::: Reading passage

The ET data were derived from the Global Land Evaporation Amsterdam Model (GLEAM) version 3.6a data set, at a resolution of 0.25° by 0.25°, from 1982 to 2019 [37,38]. The GLEAM product algorithm consists of four modules: the rainfall interception module, soil module, potential evaporation module, and stress module [37]. It considers four surface land types: tall vegetation, low vegetation, water body, and bare soil. The data used by GLEAM are mainly from satellite observations, including radiant flux, soil moisture, precipitation, and temperature data, vegetation optical thickness data, and snow water equivalent data. The product considers the process of snow sublimation, improves the algorithm for soil layer drainage simulation, and obtains the moisture of different soil layers according to the melting of snow water.

::::::

• [Work instructions]:
1. Decide whether each statement below agrees with the GLEAM passage. Answer yes or no, quoting the words of the passage that settle it: (a) The data cover the years 1982 to 2019. (b) The GLEAM algorithm is made up of five modules. (c) The data used by GLEAM come mainly from ground station measurements.
2. Rewrite the GLEAM passage from "The ET data" to "of snow water.", swapping "four modules" for "four components".
3. Carry on the GLEAM passage beyond its final sentence.

::: Record list

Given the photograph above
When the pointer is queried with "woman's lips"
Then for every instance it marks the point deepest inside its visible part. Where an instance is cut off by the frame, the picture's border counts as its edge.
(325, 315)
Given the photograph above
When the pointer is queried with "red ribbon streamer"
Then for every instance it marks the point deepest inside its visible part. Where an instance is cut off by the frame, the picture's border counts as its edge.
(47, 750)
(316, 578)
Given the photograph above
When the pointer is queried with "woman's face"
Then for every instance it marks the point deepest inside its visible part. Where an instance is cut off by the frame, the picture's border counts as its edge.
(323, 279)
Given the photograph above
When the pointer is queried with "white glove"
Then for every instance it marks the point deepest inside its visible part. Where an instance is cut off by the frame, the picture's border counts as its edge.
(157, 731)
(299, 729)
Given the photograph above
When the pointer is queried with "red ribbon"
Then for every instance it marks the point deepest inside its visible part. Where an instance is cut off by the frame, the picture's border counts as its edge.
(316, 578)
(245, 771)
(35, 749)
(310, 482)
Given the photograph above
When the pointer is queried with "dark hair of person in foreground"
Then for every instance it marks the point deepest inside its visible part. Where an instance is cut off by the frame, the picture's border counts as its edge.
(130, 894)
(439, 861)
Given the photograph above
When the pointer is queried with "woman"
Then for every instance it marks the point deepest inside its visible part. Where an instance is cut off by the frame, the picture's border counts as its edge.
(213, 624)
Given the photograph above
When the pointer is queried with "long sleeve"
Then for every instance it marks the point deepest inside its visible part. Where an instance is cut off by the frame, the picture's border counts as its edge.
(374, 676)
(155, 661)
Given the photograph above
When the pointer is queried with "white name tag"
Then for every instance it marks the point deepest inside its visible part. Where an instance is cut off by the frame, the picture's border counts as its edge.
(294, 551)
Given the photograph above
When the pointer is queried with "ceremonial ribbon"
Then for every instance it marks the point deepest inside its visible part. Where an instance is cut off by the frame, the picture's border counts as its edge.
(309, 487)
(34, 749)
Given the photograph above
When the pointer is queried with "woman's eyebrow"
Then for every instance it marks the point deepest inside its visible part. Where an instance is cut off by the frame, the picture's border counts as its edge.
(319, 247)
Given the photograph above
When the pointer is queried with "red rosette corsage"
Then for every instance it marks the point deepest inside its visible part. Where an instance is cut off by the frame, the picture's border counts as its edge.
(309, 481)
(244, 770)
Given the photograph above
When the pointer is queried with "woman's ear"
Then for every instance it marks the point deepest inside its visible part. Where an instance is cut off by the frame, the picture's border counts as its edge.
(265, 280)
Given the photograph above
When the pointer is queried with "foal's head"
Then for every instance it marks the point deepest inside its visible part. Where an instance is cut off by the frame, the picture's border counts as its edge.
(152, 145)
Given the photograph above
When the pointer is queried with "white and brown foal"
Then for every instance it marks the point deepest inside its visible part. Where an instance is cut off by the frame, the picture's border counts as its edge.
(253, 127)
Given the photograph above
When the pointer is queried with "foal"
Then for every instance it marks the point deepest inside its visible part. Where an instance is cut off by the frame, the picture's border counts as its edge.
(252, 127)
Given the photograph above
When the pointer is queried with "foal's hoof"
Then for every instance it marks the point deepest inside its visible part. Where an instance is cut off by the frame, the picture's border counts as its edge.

::::::

• [Results by task]:
1.
(a) Yes: "from 1982 to 2019"
(b) No: "The GLEAM product algorithm consists of four modules"
(c) No: "The data used by GLEAM are mainly from satellite observations"

2.
The ET data were derived from the Global Land Evaporation Amsterdam Model (GLEAM) version 3.6a data set, at a resolution of 0.25° by 0.25°, from 1982 to 2019 [37,38]. The GLEAM product algorithm consists of four components: the rainfall interception module, soil module, potential evaporation module, and stress module [37]. It considers four surface land types: tall vegetation, low vegetation, water body, and bare soil. The data used by GLEAM are mainly from satellite observations, including radiant flux, soil moisture, precipitation, and temperature data, vegetation optical thickness data, and snow water equivalent data. The product considers the process of snow sublimation, improves the algorithm for soil layer drainage simulation, and obtains the moisture of different soil layers according to the melting of snow water.

3.
The CDR AVHRR NDVI data were obtained from the National Science Data Center from 1982 to 2019, with 0.05° × 0.05° degree resolution (http://www.geodata.cn/, accessed on 14 July 2022). This data set is based on NOAA CDR AVHRR NDVI V5 data. The rgee package of R language was used to call the Google Earth Engine service for processing, and the terra package of R language was further used for band fusion, clipping, and other processing [39,40]. In this study, the maximum value composition (MVC) method was used to obtain the maximum yearly NDVI data, which eliminated the influence of cloud haze and the uncertainty caused by the difference in crop phenology to a large extent [41].

The observed meteorological data (temperature and precipitation) were derived from 2472 meteorological stations across China from 1982 to 2019, with a spatial resolution of 0.5° × 0.5° (https://data.cma.cn/, accessed on 10 January 2021). The observed meteorological data are obtained from the National Meteorological Information Center of China’s Meteorological Administration. The dataset was obtained based on the data of 2472 meteorological stations, using thin plate spline (TPS) interpolation combined with 3D geospatial information. The streamflow data were recorded by 38 hydrological stations across China from 1982 to 2019.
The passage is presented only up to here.